───── Document extract ─────
Pipikaula Corner: Government got lucky last week

The tsunami traffic jam can't be a surprise when local government has made driving more and more difficult since the last time a tsunami warning put Honolulu in gridlock.

AKN
A. Kam Napier

August 05, 20254 min read

Gridlock on King Street, tsunami warning, July 29, 2025
King Street in front ‘Iolani Palace at 3:29 p.m., July 29, 2025, during the tsunami warming gridlock. Five lanes out of Downtown have been whittled down to three by policymakers and sat empty. (Aloha State Daily Staff)

I get the impression that local officials have been pretty pleased with their tsunami response, at least at first blush. After all, they worked all night and nothing all that bad happened. Gov. Josh Green even floated his presidential ambitions in the wake the tsunami in an interview with NBC.

They could not have been more lucky that the tsunami fizzled.

Critical information failures

When the tsunami watch graduated to a tsunami warning, I did what anyone might do, I went online to the website for HiEMA, the Hawai‘i Emergency Management Agency, looking for info, and for us, media contacts.

The site was down, and stayed down for an hour or so. That means the tsunami inundation zone maps were unavailable from the official source. I was able to find an alternative site that had archived the maps, after some poking around on the Internet.

Do I even need to say we’re just two years out from mass death by fire in a Lahaina, looking at possible mass death by water and we get ... this? The website is down?

ASD’s Mike Brestovansky reported on that failure on Wednesday. “We are still evaluating what technical complications were involved,” HIEMA spokesman Patrick Daley told him. “That crashing issue is a top priority that we have immediately set out to resolve and are currently working on.”

This isn’t as bad as that time former Gov. David Ige sent a false missile alert, but it’s pretty bad.

There also seemed to be lack of information about where we could be safe, even in an evacuation zone, which probably added to the traffic woes. Our Downtown Honolulu office tower announced to tenants that it was closing, I don’t recall the exact time. Everyone had to leave and the elevators would be shut down. The same was probably true for most towers, we’ve been making calls about that.

In fact, Downtown towers could have stayed open, possibly alleviating some of the traffic congestion. I gave up on getting out of Downtown and my parking structure alone, and snuck back into the office, ignoring the PA announcements to evacuate (yeah, I’m one of those people). As with the hotels on the beach in Waikīkī, I just needed to get to the fourth floor or higher.

Unfortunately, that message wasn’t getting out.

Now, about that traffic ...
─────
→ **Task A**: In the tsunami column, how long did the HiEMA website stay down?
→ **Task B**: Transcribe the tsunami column, starting at the words "The site was" and stopping after "it’s pretty bad.".
The data below comes from a different source than the column.
───── Collected material ─────
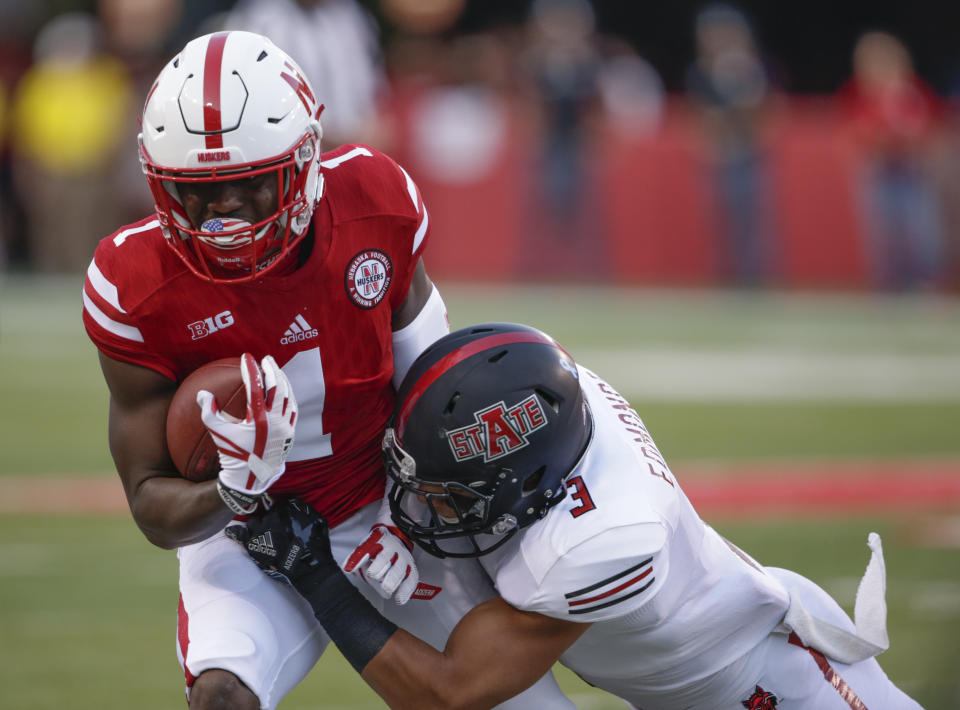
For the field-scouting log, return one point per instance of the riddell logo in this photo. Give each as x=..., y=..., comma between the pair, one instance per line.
x=425, y=591
x=213, y=156
x=297, y=331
─────
→ **Full output A**: It stayed down for an hour or so.

→ **Full output B**:
The site was down, and stayed down for an hour or so. That means the tsunami inundation zone maps were unavailable from the official source. I was able to find an alternative site that had archived the maps, after some poking around on the Internet.

Do I even need to say we’re just two years out from mass death by fire in a Lahaina, looking at possible mass death by water and we get ... this? The website is down?

ASD’s Mike Brestovansky reported on that failure on Wednesday. “We are still evaluating what technical complications were involved,” HIEMA spokesman Patrick Daley told him. “That crashing issue is a top priority that we have immediately set out to resolve and are currently working on.”

This isn’t as bad as that time former Gov. David Ige sent a false missile alert, but it’s pretty bad.